### Consegna:
Quali righe dei record contengono la parola "cloud"? Individuale e ricopiale tutte, tenendo conto di maiuscole e minuscole.

### Materiale di lavoro:
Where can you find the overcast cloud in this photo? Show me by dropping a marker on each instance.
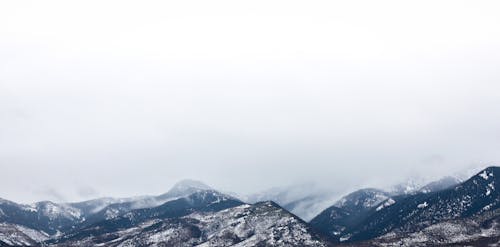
(123, 98)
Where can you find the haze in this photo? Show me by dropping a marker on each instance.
(122, 98)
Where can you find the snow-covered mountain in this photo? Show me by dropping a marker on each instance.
(261, 224)
(303, 200)
(445, 212)
(411, 213)
(348, 211)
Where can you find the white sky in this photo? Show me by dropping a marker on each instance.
(123, 98)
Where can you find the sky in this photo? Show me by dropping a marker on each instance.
(124, 98)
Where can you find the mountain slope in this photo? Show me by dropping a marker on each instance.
(46, 216)
(203, 201)
(261, 224)
(348, 211)
(409, 214)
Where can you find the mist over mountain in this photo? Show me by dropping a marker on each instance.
(191, 213)
(249, 123)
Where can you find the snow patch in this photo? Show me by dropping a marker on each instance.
(422, 205)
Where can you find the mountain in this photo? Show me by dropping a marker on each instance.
(304, 200)
(202, 201)
(412, 213)
(54, 219)
(49, 217)
(348, 211)
(17, 235)
(441, 184)
(260, 224)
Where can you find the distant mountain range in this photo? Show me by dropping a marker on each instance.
(444, 212)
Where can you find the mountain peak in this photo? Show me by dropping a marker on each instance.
(184, 188)
(189, 184)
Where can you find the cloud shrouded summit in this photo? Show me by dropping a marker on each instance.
(121, 99)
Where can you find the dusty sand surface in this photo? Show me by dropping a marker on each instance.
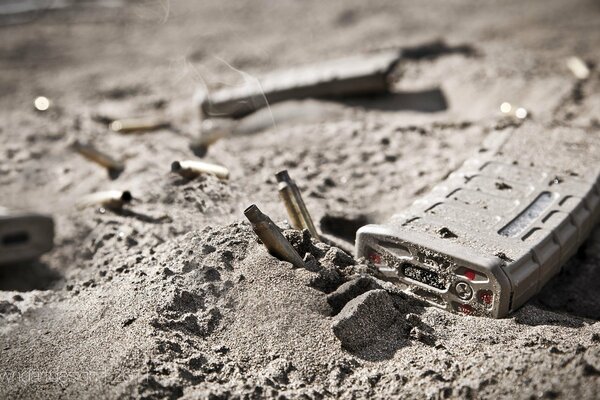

### Soluzione scritta:
Where can you find the overcast cloud in this photo? Show me by dropping a marker on each instance.
Where can you find the cloud shrouded summit in this photo? Show me by dropping a marker on each instance.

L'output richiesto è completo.